_Set problem_: Copy every line of the material below word for word, without leaving any out or changing anything.

======== Record extracts ========

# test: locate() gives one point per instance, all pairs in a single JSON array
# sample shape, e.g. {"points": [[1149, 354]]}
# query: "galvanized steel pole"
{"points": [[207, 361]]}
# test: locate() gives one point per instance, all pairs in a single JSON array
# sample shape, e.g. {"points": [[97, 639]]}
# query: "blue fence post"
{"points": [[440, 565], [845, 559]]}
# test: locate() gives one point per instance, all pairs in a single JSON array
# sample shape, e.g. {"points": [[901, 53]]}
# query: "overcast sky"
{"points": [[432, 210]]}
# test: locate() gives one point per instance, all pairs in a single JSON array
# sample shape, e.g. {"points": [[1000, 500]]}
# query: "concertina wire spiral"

========

_Worked answer_:
# test: locate() gives one point per instance, all pairs in a single JSON array
# sample shape, e.g. {"points": [[1149, 354]]}
# query: "galvanized steel pole"
{"points": [[207, 361]]}
# test: locate() gives one point per instance, all pairs in a single JSON array
# sample shape, e.g. {"points": [[97, 639]]}
# query: "blue fence post"
{"points": [[440, 565], [845, 559]]}
# test: locate() gives one point per instance, all pairs in a single JSON array
# sample shape, e.g. {"points": [[901, 53]]}
# query: "overcast sky"
{"points": [[432, 210]]}
# test: locate() gives one point per instance, all pairs in a single JSON array
# sample shape, e.g. {"points": [[1000, 500]]}
# query: "concertina wire spiral"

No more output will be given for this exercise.